**PASSAGE:**
Alexandria, Va.: What do you think will happen to campaign finance reform in the House?

David S. Broder: My guess is that the House will pass some kind of a campaign finance bill this year, different enough from the Senate measure to require a House-Senate conference. That will be the maximum moment of peril, when the lobbyists take their shots at it. But in the end, I would guess something is going to the White House and Bush will likely swallow his doubts and sign it.


Falls Church, Va.: Do you have any opinion on the Bob Kerrey story? Would this prevent him from making a political comeback, if he wanted to?

David S. Broder: I was astonished by the Bob Kerrey story and have difficulty sorting out what really may have happened there. It certainly changes the public perception of him and may explain in part why he has been so ambivalent, throughout the last 30 years, about whether he wants a political career.


Dallas, Tex.: I think Bush and his political advisors understand that staying out of the news (when possible) is one way of avoiding the adversarial nature of the national media. I think in some respects, no news is good news for the president's approval ratings. Americans are ready for a boring president. This is the opposite tack of the Clinton folks, who tried to be a part of every story. What do you think of this analysis?

David S. Broder: I think Bush has shown admirable restraint in not injecting himself into some situations, such as the repatriation of the downed Navy surveillance plane crew. But Americans want the president to be part of the conversation on matters of importance to them, and I hope Bush becomes more comfortable in that part of his job. It's not as important as his decision making, but being able to persuade people to support your policies -- and just building goodwill -- is important to a president.


Marietta, Ohio: From the earliest days of the Clinton administration, misstatements or changes in direction were often characterized as lies by the Republicans in Congress and often were picked up by the media and portrayed in a similar light. George W. Bush has in many large and small ways made misstatements, changed his position on issues from those he portrayed in the campaign, and maintained a veneer of civility while putting forward an ultraconservative agenda. Considering the fact that he has zero legitimacy, why has he received such favorable coverage by the media?

**SUPPLIED RECORDS:**
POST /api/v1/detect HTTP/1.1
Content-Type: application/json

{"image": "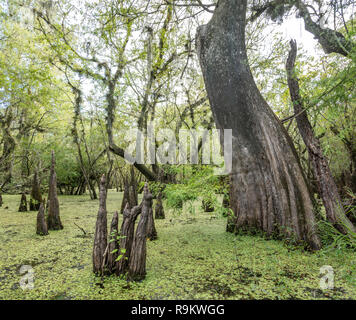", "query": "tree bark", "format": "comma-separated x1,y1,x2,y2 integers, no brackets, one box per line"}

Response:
147,204,158,241
116,203,142,275
30,170,42,211
107,211,119,274
286,40,356,236
36,202,48,236
155,191,165,219
93,174,108,274
19,193,27,212
197,0,321,249
120,177,131,214
128,183,152,281
47,151,63,230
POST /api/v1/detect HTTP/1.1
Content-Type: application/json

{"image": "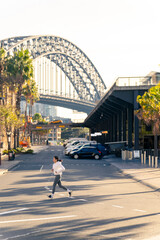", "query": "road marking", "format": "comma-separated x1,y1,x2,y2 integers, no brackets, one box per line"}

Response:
77,199,88,202
0,208,29,215
40,165,43,172
133,209,146,212
11,165,20,171
0,215,77,224
112,205,124,208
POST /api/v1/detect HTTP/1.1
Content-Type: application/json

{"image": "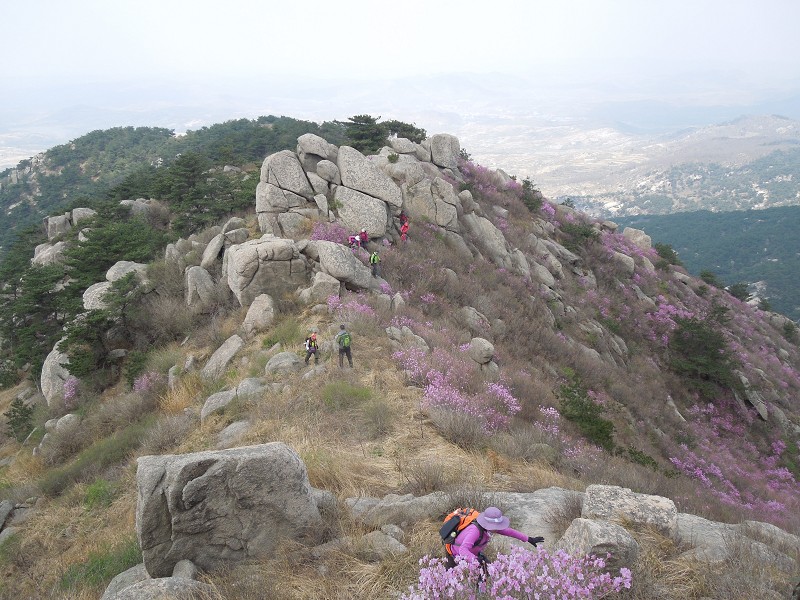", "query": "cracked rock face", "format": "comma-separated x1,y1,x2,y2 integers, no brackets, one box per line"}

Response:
136,442,321,577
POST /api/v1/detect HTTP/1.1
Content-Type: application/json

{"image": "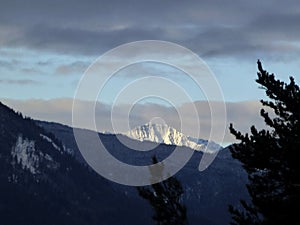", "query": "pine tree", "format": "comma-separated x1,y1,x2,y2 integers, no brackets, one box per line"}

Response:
138,156,188,225
229,61,300,225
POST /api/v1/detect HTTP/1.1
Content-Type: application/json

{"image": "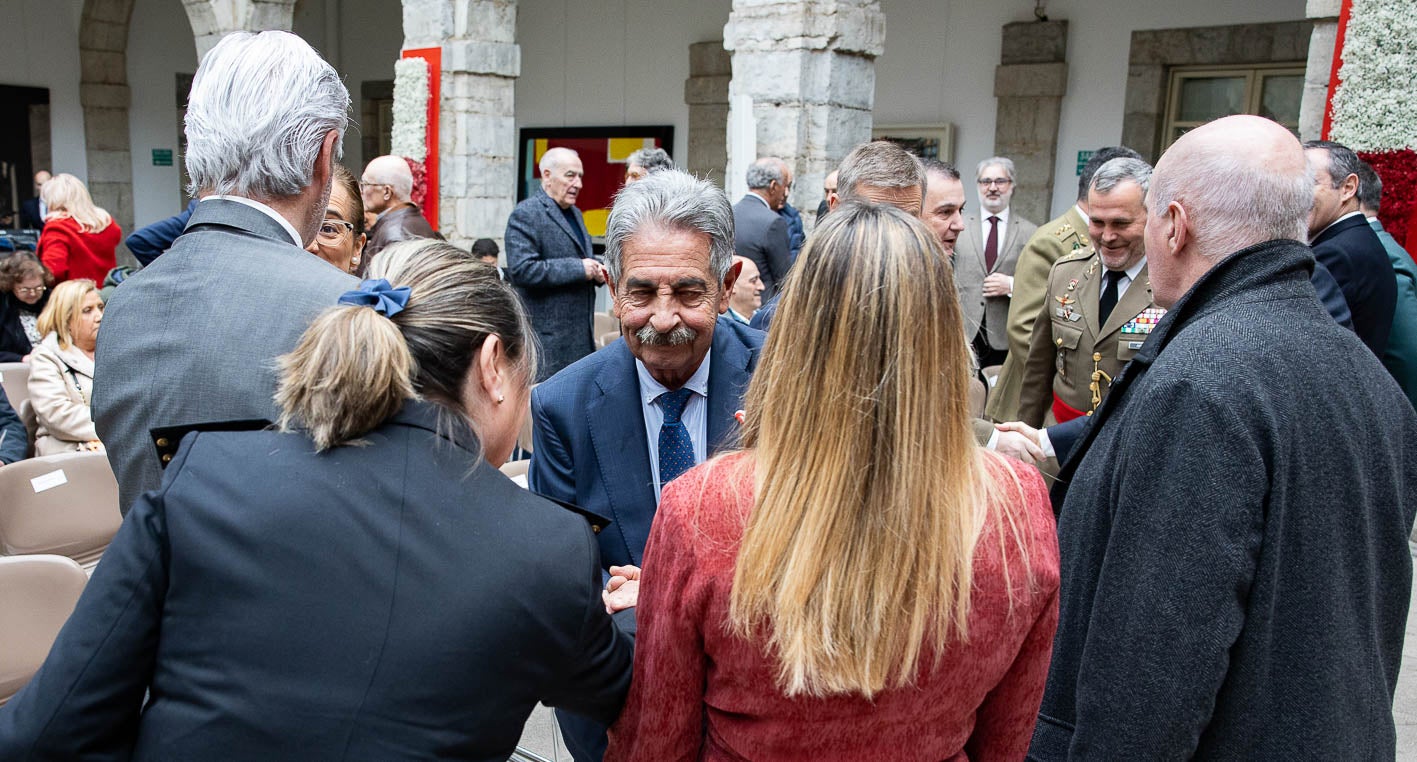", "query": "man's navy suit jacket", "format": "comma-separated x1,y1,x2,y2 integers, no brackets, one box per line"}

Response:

**WHAT THE EXERCISE ASKS:**
In the online Q&A with David S. Broder, what point in the bill's path does he call "the maximum moment of peril" for campaign finance reform?

**TASK RESPONSE:**
The House-Senate conference, when the lobbyists take their shots at the bill.